Convert the data below into a JSON list of strings, one string per line, leaving out blank lines and the pictures.

_Items_.
— begin —
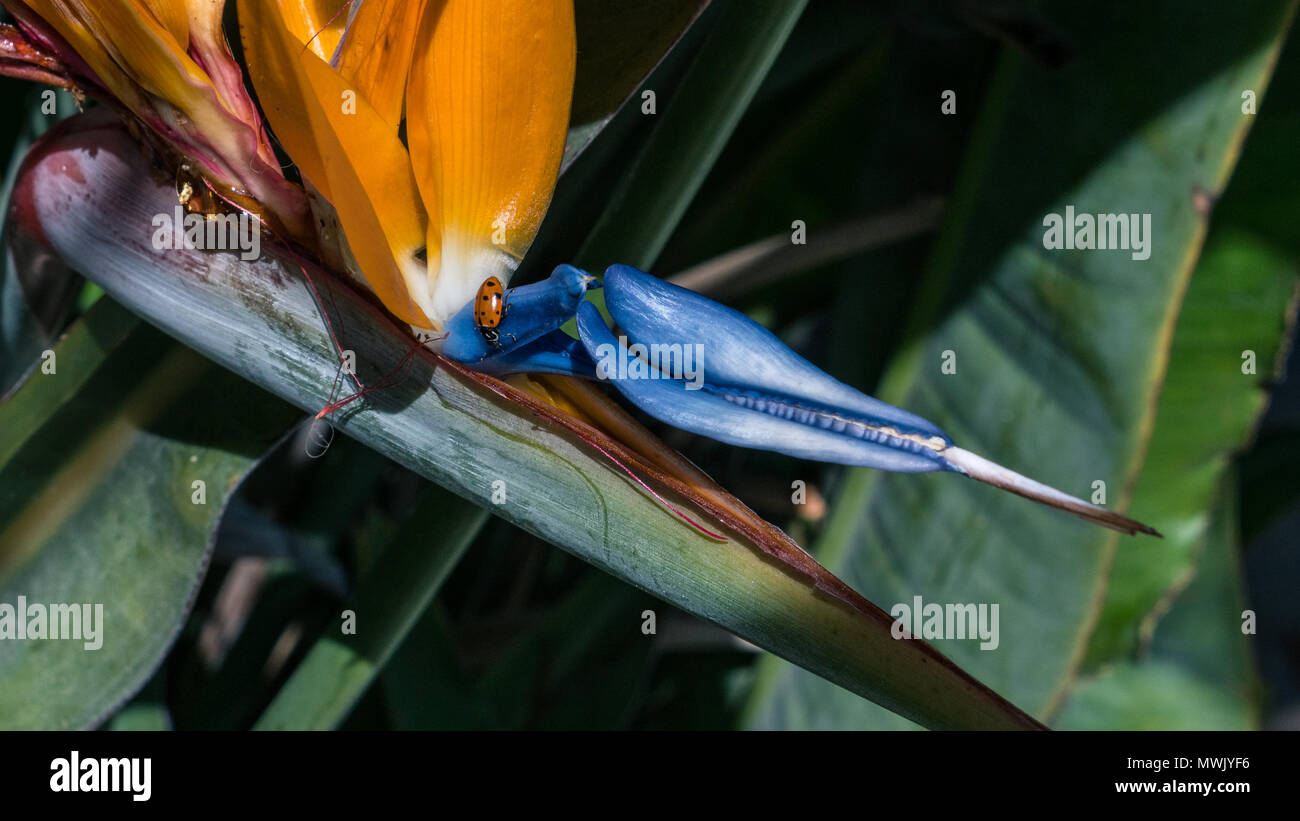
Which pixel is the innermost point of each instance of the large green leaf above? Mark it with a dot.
(115, 465)
(1060, 355)
(689, 133)
(35, 290)
(1227, 344)
(398, 587)
(477, 437)
(619, 43)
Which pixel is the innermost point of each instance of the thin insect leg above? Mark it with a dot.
(328, 24)
(302, 266)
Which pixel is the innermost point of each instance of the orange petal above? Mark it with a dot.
(376, 53)
(488, 104)
(347, 151)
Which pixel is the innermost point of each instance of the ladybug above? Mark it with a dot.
(490, 309)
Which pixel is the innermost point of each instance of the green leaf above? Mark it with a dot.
(619, 43)
(467, 431)
(1060, 355)
(403, 581)
(1200, 673)
(1239, 308)
(689, 133)
(113, 472)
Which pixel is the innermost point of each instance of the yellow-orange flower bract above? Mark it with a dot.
(484, 87)
(168, 63)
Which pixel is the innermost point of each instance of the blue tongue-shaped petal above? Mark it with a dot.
(736, 415)
(739, 352)
(532, 312)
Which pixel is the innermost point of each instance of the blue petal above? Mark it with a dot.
(532, 312)
(739, 352)
(555, 352)
(739, 413)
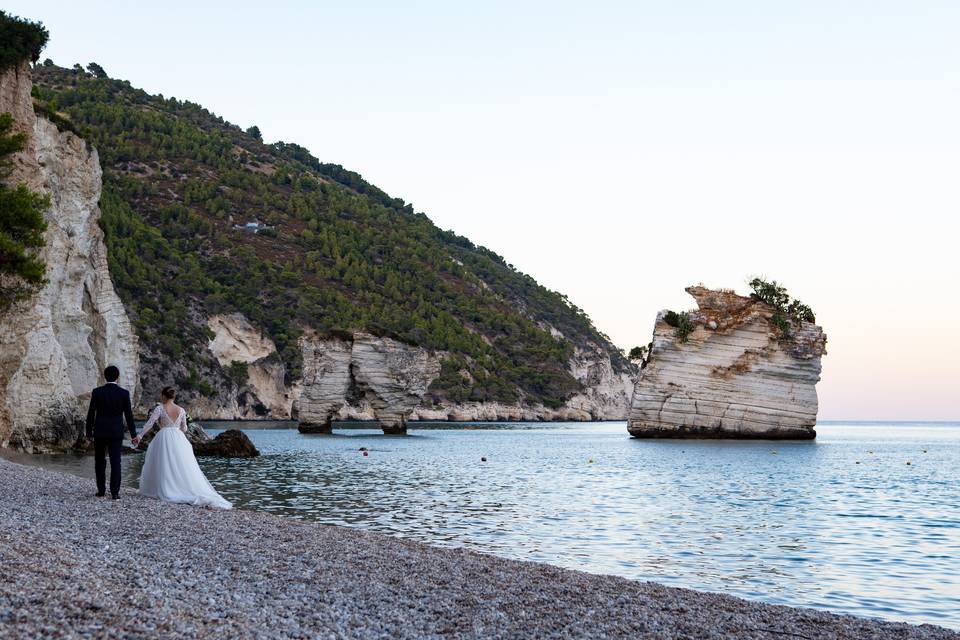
— end —
_Written reply_.
[
  "Which pixel is the innermost point of each instance of the large green leaf above? Mark it with a dot.",
  "(115, 465)",
  "(1060, 355)",
  "(689, 133)",
  "(35, 290)",
  "(1227, 344)",
  "(398, 587)",
  "(477, 437)",
  "(619, 43)",
  "Which pixel is the innermost point of each instance of the thin insect leg above? Mark it with a dot.",
  "(328, 24)",
  "(302, 266)",
  "Which pixel is the innermost point of each instance of the orange petal above? Mark it with a dot.",
  "(376, 53)",
  "(488, 104)",
  "(347, 151)",
  "Which pixel is the innermost point of each instance of the ladybug above? Mark it with a dot.",
  "(490, 309)",
  "Which pixel is the innermost point of each instance of the green leaf above? Mark it with a dot.",
  "(619, 43)",
  "(467, 431)",
  "(1060, 355)",
  "(403, 581)",
  "(1200, 673)",
  "(1239, 308)",
  "(689, 133)",
  "(113, 472)",
  "Which pixel is the innermost point of each instance of the yellow-orange flower bract above? Mark it with a dot.",
  "(484, 87)",
  "(168, 63)",
  "Which pixel is the innermost point of each instance of the blue tongue-shaped petal above? Mark it with a dot.",
  "(736, 415)",
  "(739, 352)",
  "(532, 312)",
  "Which pixel is the innermost point of each instance of the blue petal above? Mark it with a dot.",
  "(532, 312)",
  "(739, 352)",
  "(555, 352)",
  "(739, 413)"
]